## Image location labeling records

☆ ☆ ☆ ☆ ☆ ☆ ☆

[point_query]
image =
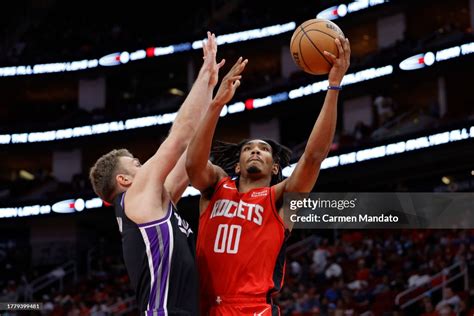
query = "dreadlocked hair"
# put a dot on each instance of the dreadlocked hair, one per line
(226, 155)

☆ ☆ ☆ ☆ ☆ ☆ ☆

## TASK DESCRIPTION
Output every line of the records above as a Markdown table with the columns Row and Line, skipping blank lines and leaving the pictures out.

## FINISHED EXERCISE
| Row | Line |
|---|---|
| 1 | [point_query] |
| 2 | image = |
| 3 | query = "dreadlocked hair" |
| 4 | # put a dot on each instance of the dreadlocked hair, one per line |
| 5 | (226, 155) |